── READING TEXT ──

The motion to dismiss was upon three grounds: (1) That there was nothing in the General Sessions Court for which a writ could be granted. (2) That the cause had been remanded to the Circuit Court with direction from the Court of Appeals, and this terminated the litigation and the Circuit Court could not go beyond this. (3) That the petitioners were too late in filing their petition. The ground of the demurrer was that the petition showed on its face that the defendants in error had had one trial on the merits and plaintiff’s suit had been dismissed but that the Court of Appeals reversed this judgment and remanded the cause on a procedendo, which as a matter of law would not permit the court to consider the merits of the ease further. It wall be observed the ground of demurrer is in effect the second ground of the motion to dismiss so that there are but three questions presented for our consideration. (1) Did the remand of the Court of Appeals operate to deprive defendants in error of a trial on the merits'? (2) Should the petition for certiorari have been dismissed on motion upon the ground that there was nothing in the General Sessions Court for *486■which the writ could be granted? (3) Were petitioners too late in filing their petition?

───
── EXTRACTED RECORDS ──

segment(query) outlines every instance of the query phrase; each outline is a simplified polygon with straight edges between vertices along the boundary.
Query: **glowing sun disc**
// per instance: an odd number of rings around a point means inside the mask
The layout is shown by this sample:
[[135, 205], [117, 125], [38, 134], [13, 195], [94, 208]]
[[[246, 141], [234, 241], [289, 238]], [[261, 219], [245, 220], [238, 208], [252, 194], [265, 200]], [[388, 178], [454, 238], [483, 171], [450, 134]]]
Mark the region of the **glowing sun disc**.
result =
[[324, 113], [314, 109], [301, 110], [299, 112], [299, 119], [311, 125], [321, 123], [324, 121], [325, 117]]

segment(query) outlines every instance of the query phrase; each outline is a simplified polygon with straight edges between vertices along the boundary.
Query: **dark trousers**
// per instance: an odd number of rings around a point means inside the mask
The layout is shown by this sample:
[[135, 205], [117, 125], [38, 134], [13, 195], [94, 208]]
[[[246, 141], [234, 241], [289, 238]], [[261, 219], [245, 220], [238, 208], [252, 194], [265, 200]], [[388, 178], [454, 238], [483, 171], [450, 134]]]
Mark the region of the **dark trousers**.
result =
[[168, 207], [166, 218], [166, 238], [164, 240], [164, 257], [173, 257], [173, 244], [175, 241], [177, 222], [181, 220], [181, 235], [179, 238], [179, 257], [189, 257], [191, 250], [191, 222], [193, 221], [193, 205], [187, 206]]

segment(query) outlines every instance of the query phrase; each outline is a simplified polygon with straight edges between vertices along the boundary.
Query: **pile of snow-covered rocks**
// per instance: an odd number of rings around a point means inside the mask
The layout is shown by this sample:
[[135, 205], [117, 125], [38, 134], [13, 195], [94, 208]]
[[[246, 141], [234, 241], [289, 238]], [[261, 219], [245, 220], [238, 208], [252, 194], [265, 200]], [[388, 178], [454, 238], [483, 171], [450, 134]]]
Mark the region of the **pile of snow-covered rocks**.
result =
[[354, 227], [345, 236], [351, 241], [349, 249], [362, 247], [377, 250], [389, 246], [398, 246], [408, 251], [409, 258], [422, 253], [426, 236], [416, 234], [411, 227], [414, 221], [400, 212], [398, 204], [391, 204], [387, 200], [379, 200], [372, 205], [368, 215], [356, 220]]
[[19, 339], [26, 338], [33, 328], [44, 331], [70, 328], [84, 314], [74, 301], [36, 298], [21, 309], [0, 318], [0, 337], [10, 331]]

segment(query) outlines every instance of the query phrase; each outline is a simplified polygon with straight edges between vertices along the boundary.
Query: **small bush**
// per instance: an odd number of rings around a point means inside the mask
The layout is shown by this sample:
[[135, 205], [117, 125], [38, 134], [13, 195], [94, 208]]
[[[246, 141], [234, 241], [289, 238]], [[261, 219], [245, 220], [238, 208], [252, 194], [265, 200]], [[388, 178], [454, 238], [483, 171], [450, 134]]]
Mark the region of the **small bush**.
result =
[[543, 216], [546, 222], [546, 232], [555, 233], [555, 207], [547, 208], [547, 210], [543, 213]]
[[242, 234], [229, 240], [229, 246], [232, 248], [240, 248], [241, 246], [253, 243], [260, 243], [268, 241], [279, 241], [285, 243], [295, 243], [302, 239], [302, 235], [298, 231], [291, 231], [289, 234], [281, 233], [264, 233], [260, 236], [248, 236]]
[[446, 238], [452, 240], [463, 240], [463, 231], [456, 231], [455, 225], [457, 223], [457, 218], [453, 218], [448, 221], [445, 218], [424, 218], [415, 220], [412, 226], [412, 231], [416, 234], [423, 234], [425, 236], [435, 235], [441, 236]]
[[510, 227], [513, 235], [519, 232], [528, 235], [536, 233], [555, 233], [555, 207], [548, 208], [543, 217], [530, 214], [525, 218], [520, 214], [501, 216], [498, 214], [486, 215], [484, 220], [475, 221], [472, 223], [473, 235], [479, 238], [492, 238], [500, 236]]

───

-- EXERCISE SET --
A - Rewrite the entries as a numbered list, leaving out blank lines and taking everything from the start of the entries down through the line that contains "121], [325, 117]]".
B - Continue the text on the motion to dismiss the petition for certiorari from where it stops.

-- RESULTS BY TASK --
A -
1. segment(query) outlines every instance of the query phrase; each outline is a simplified polygon with straight edges between vertices along the boundary.
2. Query: **glowing sun disc**
3. // per instance: an odd number of rings around a point means inside the mask
4. The layout is shown by this sample:
5. [[135, 205], [117, 125], [38, 134], [13, 195], [94, 208]]
6. [[[246, 141], [234, 241], [289, 238]], [[261, 219], [245, 220], [238, 208], [252, 194], [265, 200]], [[388, 178], [454, 238], [483, 171], [450, 134]]]
7. Mark the region of the **glowing sun disc**.
8. result =
9. [[324, 113], [314, 109], [301, 110], [299, 112], [299, 119], [311, 125], [321, 123], [324, 121], [325, 117]]

B -
In the course of our reported opinion on the first appeal we observed that two questions were presented by the appeal, one as to the merits and one as to practice and procedure, and that the latter question was determinative of the appeal. We stated the question of practice and procedure as being, “Did the trial judge err in refusing to dismiss the appeal from the Court of General Sessions to the Circuit Court.” [45 Tenn. App. 31, 319 S. W. (-2d) 490.] We then examined the matter in the light of the relevant statutes and cases and held that the trial judge had so erred, concluding our opinion with the following:

“The result is that the trial judge committed reversible error when he overruled plaintiff’s motion to dismiss the appeal. The judgment of the Circuit Court is reversed, and the motion to dismiss the appeal from the Court of General Sessions to the Circuit Court is sustained. The effect is to restore the judgment of the Court of General Sessions, but that effect will have to be accomplished by the order of the Circuit Court upon the remand. Let the order in this Court so provide with all costs taxed against defendants.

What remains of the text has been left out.